(Dataset excerpts)
++++++
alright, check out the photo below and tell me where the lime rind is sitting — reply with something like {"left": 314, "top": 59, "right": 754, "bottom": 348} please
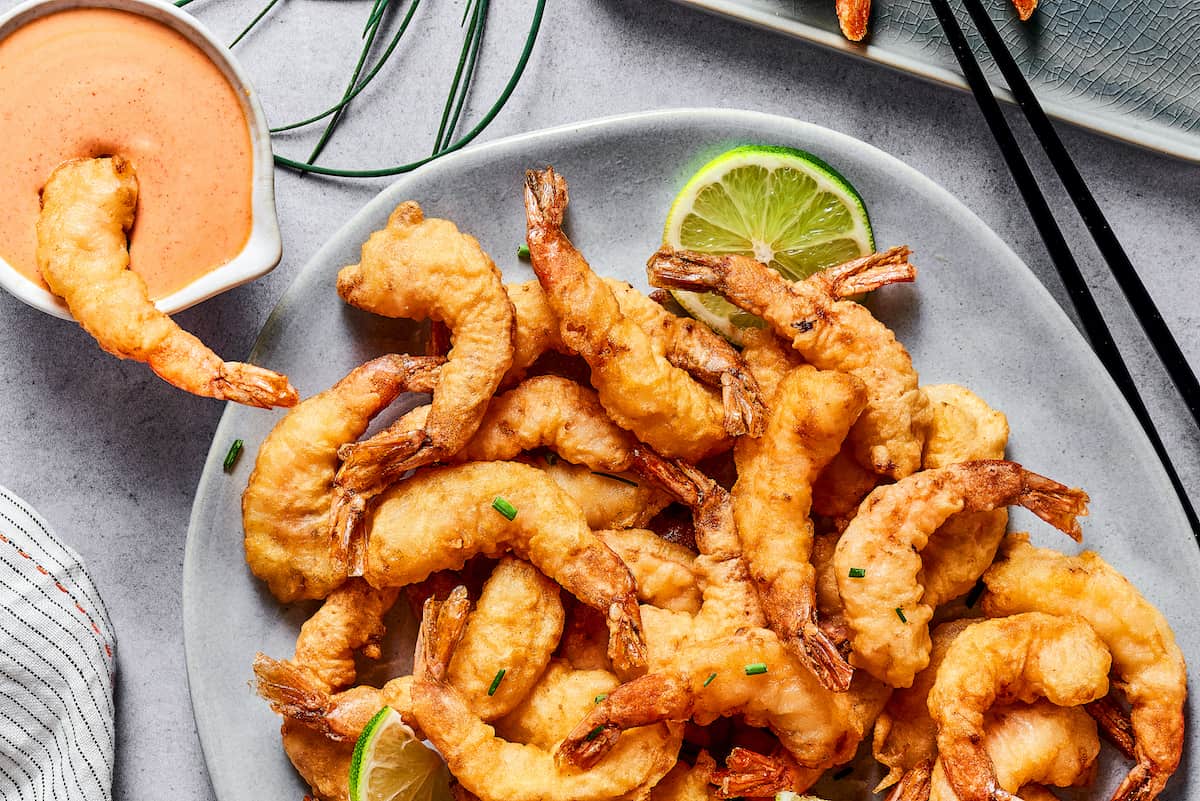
{"left": 349, "top": 706, "right": 452, "bottom": 801}
{"left": 663, "top": 144, "right": 874, "bottom": 344}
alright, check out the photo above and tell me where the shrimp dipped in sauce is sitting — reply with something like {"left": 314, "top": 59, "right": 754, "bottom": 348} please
{"left": 647, "top": 245, "right": 928, "bottom": 478}
{"left": 36, "top": 157, "right": 297, "bottom": 408}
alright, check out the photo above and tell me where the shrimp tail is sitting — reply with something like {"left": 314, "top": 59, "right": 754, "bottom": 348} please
{"left": 252, "top": 654, "right": 347, "bottom": 739}
{"left": 1017, "top": 468, "right": 1089, "bottom": 541}
{"left": 814, "top": 246, "right": 915, "bottom": 296}
{"left": 646, "top": 248, "right": 727, "bottom": 294}
{"left": 413, "top": 585, "right": 472, "bottom": 684}
{"left": 794, "top": 619, "right": 855, "bottom": 692}
{"left": 1086, "top": 694, "right": 1137, "bottom": 760}
{"left": 608, "top": 595, "right": 649, "bottom": 679}
{"left": 207, "top": 362, "right": 300, "bottom": 408}
{"left": 628, "top": 446, "right": 706, "bottom": 507}
{"left": 884, "top": 759, "right": 932, "bottom": 801}
{"left": 524, "top": 167, "right": 568, "bottom": 233}
{"left": 1110, "top": 762, "right": 1168, "bottom": 801}
{"left": 556, "top": 672, "right": 692, "bottom": 769}
{"left": 721, "top": 368, "right": 768, "bottom": 438}
{"left": 836, "top": 0, "right": 870, "bottom": 40}
{"left": 712, "top": 747, "right": 821, "bottom": 798}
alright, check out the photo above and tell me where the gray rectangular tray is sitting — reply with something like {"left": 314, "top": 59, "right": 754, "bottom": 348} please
{"left": 669, "top": 0, "right": 1200, "bottom": 163}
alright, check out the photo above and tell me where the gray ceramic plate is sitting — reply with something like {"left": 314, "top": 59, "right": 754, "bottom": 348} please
{"left": 183, "top": 108, "right": 1197, "bottom": 801}
{"left": 668, "top": 0, "right": 1200, "bottom": 163}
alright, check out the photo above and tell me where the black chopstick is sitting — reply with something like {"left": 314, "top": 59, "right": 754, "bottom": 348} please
{"left": 928, "top": 0, "right": 1200, "bottom": 538}
{"left": 959, "top": 0, "right": 1200, "bottom": 429}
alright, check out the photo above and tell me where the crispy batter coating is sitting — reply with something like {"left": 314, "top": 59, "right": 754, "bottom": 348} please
{"left": 733, "top": 355, "right": 867, "bottom": 691}
{"left": 280, "top": 720, "right": 355, "bottom": 801}
{"left": 647, "top": 245, "right": 927, "bottom": 478}
{"left": 525, "top": 168, "right": 742, "bottom": 460}
{"left": 928, "top": 612, "right": 1111, "bottom": 801}
{"left": 536, "top": 460, "right": 672, "bottom": 530}
{"left": 363, "top": 461, "right": 646, "bottom": 678}
{"left": 36, "top": 157, "right": 297, "bottom": 407}
{"left": 412, "top": 589, "right": 681, "bottom": 801}
{"left": 833, "top": 461, "right": 1089, "bottom": 687}
{"left": 494, "top": 659, "right": 619, "bottom": 749}
{"left": 651, "top": 752, "right": 719, "bottom": 801}
{"left": 596, "top": 529, "right": 703, "bottom": 614}
{"left": 242, "top": 355, "right": 441, "bottom": 601}
{"left": 332, "top": 201, "right": 515, "bottom": 541}
{"left": 983, "top": 536, "right": 1187, "bottom": 801}
{"left": 918, "top": 384, "right": 1010, "bottom": 608}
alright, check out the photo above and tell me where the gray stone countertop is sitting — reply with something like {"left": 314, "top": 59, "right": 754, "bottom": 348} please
{"left": 0, "top": 0, "right": 1196, "bottom": 798}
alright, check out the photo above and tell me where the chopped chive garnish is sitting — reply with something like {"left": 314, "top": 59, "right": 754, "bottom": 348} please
{"left": 585, "top": 725, "right": 605, "bottom": 741}
{"left": 965, "top": 579, "right": 986, "bottom": 608}
{"left": 544, "top": 451, "right": 558, "bottom": 466}
{"left": 744, "top": 662, "right": 768, "bottom": 676}
{"left": 486, "top": 668, "right": 506, "bottom": 696}
{"left": 593, "top": 693, "right": 608, "bottom": 704}
{"left": 517, "top": 243, "right": 530, "bottom": 259}
{"left": 833, "top": 766, "right": 853, "bottom": 780}
{"left": 491, "top": 497, "right": 517, "bottom": 520}
{"left": 703, "top": 672, "right": 717, "bottom": 687}
{"left": 591, "top": 471, "right": 639, "bottom": 487}
{"left": 223, "top": 439, "right": 244, "bottom": 472}
{"left": 895, "top": 607, "right": 908, "bottom": 623}
{"left": 848, "top": 567, "right": 866, "bottom": 578}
++++++
# Task requirements
Write out all the entries again, word for word, and print no images.

# Exercise response
alright, check out the photo below and tell me where the lime rind is sitting — reply with something like {"left": 314, "top": 59, "right": 754, "bottom": 348} please
{"left": 349, "top": 706, "right": 452, "bottom": 801}
{"left": 663, "top": 144, "right": 874, "bottom": 344}
alright, check out the photo above and tell me where the shrimp dipped in sauce is sitting — reply with something like {"left": 314, "top": 59, "right": 754, "bottom": 348} please
{"left": 647, "top": 245, "right": 928, "bottom": 478}
{"left": 36, "top": 157, "right": 297, "bottom": 408}
alright, check out the photo above and tell me where the shrimp tail is sitting — reply with something like {"left": 314, "top": 59, "right": 754, "bottom": 348} please
{"left": 252, "top": 654, "right": 347, "bottom": 739}
{"left": 1017, "top": 468, "right": 1089, "bottom": 541}
{"left": 814, "top": 246, "right": 915, "bottom": 296}
{"left": 646, "top": 248, "right": 727, "bottom": 294}
{"left": 413, "top": 585, "right": 472, "bottom": 684}
{"left": 794, "top": 619, "right": 855, "bottom": 692}
{"left": 1086, "top": 694, "right": 1137, "bottom": 760}
{"left": 608, "top": 595, "right": 649, "bottom": 679}
{"left": 207, "top": 362, "right": 300, "bottom": 408}
{"left": 628, "top": 446, "right": 706, "bottom": 507}
{"left": 884, "top": 759, "right": 932, "bottom": 801}
{"left": 524, "top": 167, "right": 568, "bottom": 233}
{"left": 1110, "top": 762, "right": 1168, "bottom": 801}
{"left": 556, "top": 672, "right": 692, "bottom": 769}
{"left": 721, "top": 368, "right": 768, "bottom": 438}
{"left": 836, "top": 0, "right": 870, "bottom": 40}
{"left": 712, "top": 747, "right": 821, "bottom": 798}
alright, check out the photo above and tell me where the gray rectangular tray is sitting — reply with something like {"left": 314, "top": 59, "right": 754, "bottom": 348} please
{"left": 669, "top": 0, "right": 1200, "bottom": 163}
alright, check out the photo above and tell me where the gray ceramic plate is sitting — reply with something like {"left": 314, "top": 59, "right": 754, "bottom": 348} please
{"left": 183, "top": 108, "right": 1197, "bottom": 801}
{"left": 668, "top": 0, "right": 1200, "bottom": 163}
alright, check out the photo above and tell me where the black chopstick is sitting — reply with something like {"left": 314, "top": 59, "right": 754, "bottom": 348} please
{"left": 928, "top": 0, "right": 1200, "bottom": 538}
{"left": 959, "top": 0, "right": 1200, "bottom": 429}
alright, check out the photo above and tell me where the crispy batter coating is sitting — reply with something like {"left": 314, "top": 59, "right": 754, "bottom": 348} please
{"left": 733, "top": 355, "right": 867, "bottom": 691}
{"left": 280, "top": 720, "right": 355, "bottom": 801}
{"left": 647, "top": 245, "right": 927, "bottom": 478}
{"left": 525, "top": 168, "right": 742, "bottom": 460}
{"left": 928, "top": 612, "right": 1111, "bottom": 801}
{"left": 536, "top": 460, "right": 672, "bottom": 530}
{"left": 363, "top": 461, "right": 646, "bottom": 678}
{"left": 36, "top": 157, "right": 297, "bottom": 407}
{"left": 412, "top": 589, "right": 681, "bottom": 801}
{"left": 833, "top": 461, "right": 1089, "bottom": 687}
{"left": 494, "top": 659, "right": 619, "bottom": 749}
{"left": 651, "top": 752, "right": 719, "bottom": 801}
{"left": 596, "top": 529, "right": 703, "bottom": 614}
{"left": 242, "top": 355, "right": 441, "bottom": 601}
{"left": 332, "top": 201, "right": 515, "bottom": 541}
{"left": 983, "top": 536, "right": 1187, "bottom": 801}
{"left": 918, "top": 384, "right": 1010, "bottom": 608}
alright, check out the photo above and tell me where the gray stone countertop is sitting — reply with something like {"left": 314, "top": 59, "right": 754, "bottom": 348} please
{"left": 0, "top": 0, "right": 1196, "bottom": 798}
alright, check out the photo above and tell me where the chopped chive garnish is sitting — reply with something like {"left": 314, "top": 59, "right": 754, "bottom": 348} please
{"left": 585, "top": 725, "right": 605, "bottom": 741}
{"left": 965, "top": 579, "right": 986, "bottom": 608}
{"left": 544, "top": 451, "right": 558, "bottom": 466}
{"left": 744, "top": 662, "right": 768, "bottom": 676}
{"left": 486, "top": 668, "right": 506, "bottom": 696}
{"left": 593, "top": 693, "right": 608, "bottom": 704}
{"left": 517, "top": 243, "right": 530, "bottom": 259}
{"left": 833, "top": 766, "right": 853, "bottom": 780}
{"left": 491, "top": 497, "right": 517, "bottom": 520}
{"left": 703, "top": 672, "right": 717, "bottom": 687}
{"left": 591, "top": 471, "right": 639, "bottom": 487}
{"left": 223, "top": 439, "right": 244, "bottom": 472}
{"left": 895, "top": 607, "right": 908, "bottom": 623}
{"left": 848, "top": 567, "right": 866, "bottom": 578}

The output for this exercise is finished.